BEGIN Material for this task

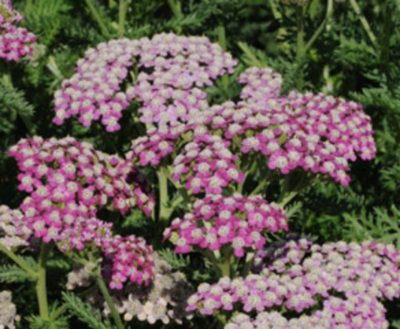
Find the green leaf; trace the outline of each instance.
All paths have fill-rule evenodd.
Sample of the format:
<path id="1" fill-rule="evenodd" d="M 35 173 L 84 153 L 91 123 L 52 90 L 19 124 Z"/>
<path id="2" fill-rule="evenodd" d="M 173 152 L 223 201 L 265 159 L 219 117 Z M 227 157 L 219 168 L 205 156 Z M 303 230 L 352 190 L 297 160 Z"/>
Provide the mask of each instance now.
<path id="1" fill-rule="evenodd" d="M 188 257 L 178 255 L 171 249 L 162 249 L 158 251 L 158 254 L 175 270 L 186 268 L 190 264 L 190 259 Z"/>
<path id="2" fill-rule="evenodd" d="M 32 281 L 33 278 L 18 265 L 0 267 L 0 282 L 14 283 Z"/>

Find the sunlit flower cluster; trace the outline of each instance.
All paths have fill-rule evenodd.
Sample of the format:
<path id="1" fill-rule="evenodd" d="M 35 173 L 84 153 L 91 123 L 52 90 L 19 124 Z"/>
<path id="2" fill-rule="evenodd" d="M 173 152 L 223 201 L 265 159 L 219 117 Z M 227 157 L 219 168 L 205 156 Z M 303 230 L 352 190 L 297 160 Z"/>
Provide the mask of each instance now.
<path id="1" fill-rule="evenodd" d="M 239 76 L 238 81 L 244 85 L 240 98 L 251 104 L 278 97 L 283 79 L 270 68 L 250 67 Z"/>
<path id="2" fill-rule="evenodd" d="M 145 136 L 132 141 L 131 151 L 126 158 L 142 167 L 157 166 L 162 159 L 175 151 L 176 141 L 188 129 L 180 124 L 149 129 Z"/>
<path id="3" fill-rule="evenodd" d="M 256 258 L 260 260 L 260 274 L 201 284 L 190 297 L 188 310 L 208 315 L 218 310 L 281 310 L 281 316 L 260 313 L 254 321 L 236 318 L 229 329 L 242 328 L 242 322 L 249 328 L 388 328 L 382 301 L 400 295 L 400 256 L 394 246 L 290 240 Z M 316 308 L 311 316 L 282 318 L 285 309 L 302 313 L 311 307 Z"/>
<path id="4" fill-rule="evenodd" d="M 375 157 L 370 118 L 361 105 L 323 94 L 277 96 L 281 78 L 270 69 L 250 69 L 243 101 L 211 107 L 192 122 L 241 145 L 244 154 L 268 157 L 271 170 L 282 174 L 301 168 L 327 174 L 347 186 L 349 161 Z M 268 80 L 270 79 L 270 80 Z"/>
<path id="5" fill-rule="evenodd" d="M 63 252 L 84 250 L 109 260 L 113 289 L 149 282 L 152 249 L 133 235 L 113 236 L 113 224 L 97 218 L 99 209 L 125 214 L 135 205 L 151 214 L 151 188 L 136 167 L 70 137 L 21 140 L 9 154 L 21 172 L 18 188 L 29 196 L 18 210 L 0 208 L 7 247 L 27 245 L 33 237 L 53 241 Z"/>
<path id="6" fill-rule="evenodd" d="M 15 329 L 17 320 L 17 308 L 11 300 L 11 292 L 0 292 L 0 328 Z"/>
<path id="7" fill-rule="evenodd" d="M 194 246 L 219 250 L 228 245 L 236 257 L 246 249 L 260 249 L 266 243 L 264 233 L 288 230 L 283 209 L 262 197 L 206 196 L 194 203 L 192 213 L 175 219 L 164 234 L 176 237 L 175 252 L 187 253 Z"/>
<path id="8" fill-rule="evenodd" d="M 193 287 L 187 282 L 181 272 L 173 272 L 171 265 L 161 259 L 159 255 L 152 255 L 154 261 L 153 276 L 148 285 L 128 283 L 122 290 L 112 290 L 111 296 L 120 314 L 125 321 L 139 319 L 154 324 L 162 321 L 168 324 L 171 320 L 182 323 L 182 319 L 192 315 L 186 312 L 187 299 L 193 294 Z M 76 266 L 69 273 L 67 288 L 89 287 L 93 284 L 90 278 L 92 267 L 95 264 Z M 98 291 L 88 297 L 88 301 L 95 306 L 104 308 L 103 313 L 109 315 L 110 310 L 104 298 Z"/>
<path id="9" fill-rule="evenodd" d="M 153 250 L 142 238 L 114 236 L 104 253 L 112 259 L 112 289 L 122 289 L 125 282 L 147 285 L 153 276 Z"/>
<path id="10" fill-rule="evenodd" d="M 183 181 L 194 194 L 220 194 L 231 182 L 241 183 L 244 174 L 238 170 L 238 157 L 229 146 L 230 142 L 219 136 L 196 136 L 176 156 L 172 179 Z"/>
<path id="11" fill-rule="evenodd" d="M 85 126 L 100 120 L 114 132 L 133 100 L 141 104 L 142 122 L 186 122 L 208 107 L 201 88 L 232 73 L 235 65 L 230 54 L 206 37 L 159 34 L 101 43 L 86 52 L 77 73 L 56 92 L 54 122 L 79 115 Z"/>
<path id="12" fill-rule="evenodd" d="M 154 264 L 154 277 L 147 287 L 130 285 L 119 295 L 113 295 L 119 312 L 124 314 L 125 321 L 137 318 L 150 324 L 157 321 L 168 324 L 173 319 L 181 323 L 182 319 L 190 317 L 185 308 L 193 288 L 184 274 L 173 272 L 157 255 L 154 255 Z"/>
<path id="13" fill-rule="evenodd" d="M 34 137 L 21 140 L 9 154 L 21 171 L 18 188 L 30 194 L 25 202 L 31 205 L 25 207 L 28 218 L 35 218 L 37 212 L 45 212 L 40 217 L 64 217 L 70 206 L 88 210 L 111 207 L 126 213 L 138 204 L 138 193 L 132 193 L 126 181 L 131 166 L 117 156 L 94 149 L 89 143 L 72 137 L 59 140 Z M 152 197 L 148 196 L 143 203 L 143 209 L 151 213 Z"/>
<path id="14" fill-rule="evenodd" d="M 0 1 L 0 58 L 18 62 L 22 57 L 32 55 L 36 36 L 14 25 L 23 19 L 11 1 Z"/>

END Material for this task

** Do this **
Render every record above as a numbered list, one item per non-blank line, skipping blank lines and omitting the picture placeholders.

** Exercise result **
1. Find the green leaf; trace the outline of each instance.
2. All paths have fill-rule evenodd.
3. Sample of the format:
4. <path id="1" fill-rule="evenodd" d="M 35 173 L 84 153 L 91 123 L 52 90 L 19 124 Z"/>
5. <path id="2" fill-rule="evenodd" d="M 173 152 L 223 201 L 265 159 L 219 117 Z M 227 157 L 219 168 L 205 156 Z M 303 230 L 352 190 L 297 160 Z"/>
6. Provide the mask of each instance now.
7. <path id="1" fill-rule="evenodd" d="M 188 257 L 178 255 L 171 249 L 162 249 L 158 251 L 158 254 L 175 270 L 186 268 L 190 264 L 190 259 Z"/>
8. <path id="2" fill-rule="evenodd" d="M 32 281 L 33 278 L 18 265 L 0 267 L 0 282 L 14 283 Z"/>
9. Find the sunlit flower cluster; trace the outline of each instance.
10. All paths have fill-rule evenodd.
11. Sample of the format:
12. <path id="1" fill-rule="evenodd" d="M 35 173 L 84 153 L 91 123 L 52 90 L 19 124 Z"/>
13. <path id="2" fill-rule="evenodd" d="M 173 152 L 223 201 L 265 159 L 219 117 Z M 227 157 L 219 168 L 205 156 Z M 303 230 L 352 190 L 297 160 Z"/>
14. Provide the mask of each instance now.
15. <path id="1" fill-rule="evenodd" d="M 239 76 L 238 81 L 244 85 L 240 98 L 251 104 L 278 97 L 283 79 L 270 68 L 250 67 Z"/>
16. <path id="2" fill-rule="evenodd" d="M 145 136 L 132 141 L 131 151 L 126 158 L 142 167 L 157 166 L 162 159 L 175 151 L 176 141 L 188 129 L 180 124 L 149 129 Z"/>
17. <path id="3" fill-rule="evenodd" d="M 256 258 L 260 260 L 260 274 L 201 284 L 190 297 L 188 310 L 208 315 L 218 310 L 281 310 L 281 316 L 260 313 L 254 321 L 236 318 L 229 329 L 242 328 L 242 322 L 249 328 L 388 328 L 382 301 L 400 295 L 400 256 L 394 246 L 290 240 Z M 316 308 L 311 316 L 282 318 L 285 309 L 302 313 L 311 307 Z"/>
18. <path id="4" fill-rule="evenodd" d="M 375 157 L 370 118 L 361 105 L 323 94 L 277 96 L 281 78 L 270 69 L 250 69 L 243 101 L 211 107 L 192 122 L 241 145 L 244 154 L 268 157 L 271 170 L 282 174 L 301 168 L 327 174 L 347 186 L 349 161 Z M 268 80 L 270 79 L 270 80 Z"/>
19. <path id="5" fill-rule="evenodd" d="M 63 252 L 84 250 L 109 260 L 113 289 L 149 282 L 152 249 L 133 235 L 113 236 L 113 224 L 97 218 L 99 209 L 125 214 L 135 205 L 151 214 L 151 188 L 136 167 L 70 137 L 21 140 L 9 154 L 21 172 L 18 188 L 29 196 L 18 210 L 0 208 L 7 247 L 27 245 L 33 237 L 53 241 Z"/>
20. <path id="6" fill-rule="evenodd" d="M 15 329 L 17 320 L 17 308 L 11 300 L 11 292 L 0 292 L 0 328 Z"/>
21. <path id="7" fill-rule="evenodd" d="M 194 246 L 219 250 L 228 245 L 236 257 L 246 249 L 260 249 L 266 243 L 264 233 L 288 230 L 283 209 L 262 197 L 206 196 L 194 203 L 192 213 L 175 219 L 164 234 L 176 237 L 175 252 L 187 253 Z"/>
22. <path id="8" fill-rule="evenodd" d="M 193 287 L 187 282 L 181 272 L 173 272 L 171 265 L 161 259 L 159 255 L 152 255 L 154 261 L 153 276 L 148 285 L 128 283 L 122 290 L 112 290 L 111 296 L 120 314 L 125 321 L 139 319 L 154 324 L 162 321 L 168 324 L 171 320 L 182 323 L 182 319 L 192 315 L 186 312 L 187 299 L 193 294 Z M 76 266 L 69 273 L 67 288 L 89 287 L 93 284 L 90 278 L 92 267 L 95 264 Z M 98 291 L 88 297 L 88 301 L 95 306 L 104 308 L 103 313 L 109 315 L 110 310 L 104 298 Z"/>
23. <path id="9" fill-rule="evenodd" d="M 153 250 L 142 238 L 114 236 L 104 253 L 112 259 L 112 289 L 122 289 L 125 282 L 147 285 L 153 276 Z"/>
24. <path id="10" fill-rule="evenodd" d="M 183 181 L 194 194 L 220 194 L 231 182 L 241 183 L 244 174 L 238 170 L 238 157 L 229 146 L 230 142 L 219 136 L 196 136 L 176 156 L 172 179 Z"/>
25. <path id="11" fill-rule="evenodd" d="M 85 126 L 100 120 L 114 132 L 133 100 L 141 104 L 142 122 L 186 122 L 208 107 L 201 88 L 232 73 L 235 65 L 230 54 L 206 37 L 159 34 L 101 43 L 86 52 L 77 73 L 56 92 L 54 122 L 79 115 Z"/>
26. <path id="12" fill-rule="evenodd" d="M 154 264 L 154 277 L 147 287 L 130 285 L 119 295 L 113 295 L 119 312 L 124 314 L 125 321 L 137 318 L 150 324 L 157 321 L 168 324 L 173 319 L 181 323 L 182 319 L 190 317 L 185 308 L 193 288 L 184 274 L 173 272 L 157 255 L 154 255 Z"/>
27. <path id="13" fill-rule="evenodd" d="M 34 137 L 21 140 L 9 154 L 21 171 L 18 188 L 30 194 L 25 202 L 31 205 L 25 207 L 28 218 L 35 218 L 37 212 L 45 212 L 40 217 L 64 217 L 70 206 L 88 210 L 111 207 L 126 213 L 138 204 L 138 193 L 132 193 L 126 181 L 131 166 L 117 156 L 94 149 L 89 143 L 72 137 L 59 140 Z M 152 197 L 148 196 L 143 203 L 143 209 L 151 213 Z"/>
28. <path id="14" fill-rule="evenodd" d="M 0 1 L 0 58 L 18 62 L 22 57 L 32 55 L 36 36 L 14 25 L 23 19 L 11 1 Z"/>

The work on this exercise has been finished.